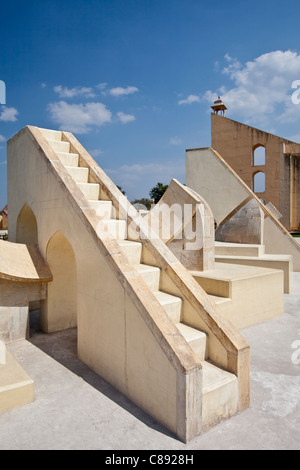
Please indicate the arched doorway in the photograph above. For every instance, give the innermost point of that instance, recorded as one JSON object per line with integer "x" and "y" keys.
{"x": 59, "y": 311}
{"x": 27, "y": 231}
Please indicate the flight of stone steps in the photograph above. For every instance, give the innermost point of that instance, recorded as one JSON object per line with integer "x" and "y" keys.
{"x": 219, "y": 386}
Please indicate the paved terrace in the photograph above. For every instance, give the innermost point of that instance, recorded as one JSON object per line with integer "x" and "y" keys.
{"x": 76, "y": 409}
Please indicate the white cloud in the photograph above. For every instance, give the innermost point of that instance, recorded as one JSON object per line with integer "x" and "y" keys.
{"x": 79, "y": 118}
{"x": 175, "y": 140}
{"x": 190, "y": 99}
{"x": 101, "y": 86}
{"x": 8, "y": 114}
{"x": 262, "y": 87}
{"x": 125, "y": 118}
{"x": 65, "y": 92}
{"x": 95, "y": 153}
{"x": 120, "y": 91}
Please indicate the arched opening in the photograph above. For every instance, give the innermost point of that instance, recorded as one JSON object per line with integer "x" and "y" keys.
{"x": 59, "y": 311}
{"x": 27, "y": 231}
{"x": 259, "y": 182}
{"x": 259, "y": 155}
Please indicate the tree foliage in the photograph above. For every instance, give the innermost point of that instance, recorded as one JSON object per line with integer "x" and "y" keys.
{"x": 157, "y": 192}
{"x": 143, "y": 202}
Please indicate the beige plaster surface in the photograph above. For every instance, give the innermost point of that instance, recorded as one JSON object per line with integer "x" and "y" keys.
{"x": 226, "y": 191}
{"x": 16, "y": 387}
{"x": 22, "y": 262}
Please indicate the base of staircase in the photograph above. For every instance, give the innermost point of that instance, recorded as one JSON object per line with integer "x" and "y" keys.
{"x": 256, "y": 293}
{"x": 283, "y": 262}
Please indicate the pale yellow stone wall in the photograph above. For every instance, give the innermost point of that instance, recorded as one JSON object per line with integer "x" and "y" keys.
{"x": 236, "y": 143}
{"x": 117, "y": 337}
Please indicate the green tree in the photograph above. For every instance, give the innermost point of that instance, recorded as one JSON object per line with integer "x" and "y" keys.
{"x": 143, "y": 201}
{"x": 157, "y": 192}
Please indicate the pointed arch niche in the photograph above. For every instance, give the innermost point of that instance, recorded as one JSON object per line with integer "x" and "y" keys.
{"x": 59, "y": 310}
{"x": 27, "y": 231}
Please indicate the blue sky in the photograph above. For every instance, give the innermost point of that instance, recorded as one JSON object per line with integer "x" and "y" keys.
{"x": 134, "y": 80}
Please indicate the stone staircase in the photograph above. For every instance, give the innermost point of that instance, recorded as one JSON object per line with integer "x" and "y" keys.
{"x": 219, "y": 387}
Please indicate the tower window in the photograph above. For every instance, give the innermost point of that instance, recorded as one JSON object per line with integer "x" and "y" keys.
{"x": 259, "y": 155}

*WHAT IS NEEDED*
Output all the records, word for word, with no pictures in the copy.

*TASK OUTPUT*
Please indicate the arched doorway in the photograph above. For every instance, give the innermost point of that instance, recorded as one JSON object per line with integer "x" and "y" keys.
{"x": 59, "y": 311}
{"x": 27, "y": 231}
Please indicate the flight of stone steps in the photograph above. For every instance, give the innermost point of that instance, recorded as one JSON object per line with integer "x" and "y" keys.
{"x": 219, "y": 386}
Please indicate the paved terrace in the photograph above. For every instance, give the innermost point of that instance, recorded as one JSON object per line with integer "x" and "y" keys.
{"x": 76, "y": 409}
Please indicate the white cloud in the photograph above. For every instance, give the innermost point of that instance, recorded as one JSON object per line with integer "x" and "y" keys.
{"x": 79, "y": 118}
{"x": 175, "y": 140}
{"x": 190, "y": 99}
{"x": 101, "y": 86}
{"x": 8, "y": 114}
{"x": 262, "y": 87}
{"x": 125, "y": 118}
{"x": 65, "y": 92}
{"x": 95, "y": 153}
{"x": 120, "y": 91}
Please indicate the arched opening in the photograph above. For every instance, give the innermost point of that instance, recorded as one JSON object per line with integer "x" and "y" keys.
{"x": 59, "y": 311}
{"x": 27, "y": 231}
{"x": 259, "y": 182}
{"x": 259, "y": 155}
Please indicate the tree foliage in the photograph above. For every instance, give the innermost point of that instance, recorded as one JSON object per line with integer "x" and "y" keys.
{"x": 157, "y": 192}
{"x": 143, "y": 202}
Please indicate the beige plaster surface in the photograph above. For every instance, give the innermost point of that instance, recorded as one JSON object per line with integer "x" and "y" keys.
{"x": 226, "y": 191}
{"x": 16, "y": 387}
{"x": 22, "y": 262}
Please indicate the base of staircase in the photograph above. For every instance, give the innermost point of that instance, recorded as one JSON object per line with integer "x" and "y" keys.
{"x": 256, "y": 293}
{"x": 283, "y": 262}
Please indicate the pale yellow stone wall in the photograph above. For every instance, give the innermost point of that instance, recorded as one JSON object per line with integer "x" and "y" keys.
{"x": 236, "y": 143}
{"x": 117, "y": 337}
Please indicate the green tree in the photograph above. For every instance, give the innermost point of that instance, recorded as one JSON object per line with integer "x" and "y" keys.
{"x": 143, "y": 201}
{"x": 157, "y": 192}
Please indicate the pointed arch niche in the photograph above. For every instance, give the innermost point of that instance, recorded as one JSON object per line with integer "x" and "y" keys.
{"x": 59, "y": 310}
{"x": 27, "y": 231}
Please indicate the blue sky in the photograph above. For every instance, give the innermost point of that instance, recorded as one JSON object per line with integer "x" and "y" keys.
{"x": 134, "y": 80}
Please indicate the stone staircase in the photograph above. For every instance, give the innermost point of that instance, recorded as one JSON object per line with integer "x" and "y" keys.
{"x": 219, "y": 387}
Please indicate the tower window in the photograph above. For every instance, give the innermost point of that instance, recorded as one JSON object per line with integer "x" and "y" keys.
{"x": 259, "y": 155}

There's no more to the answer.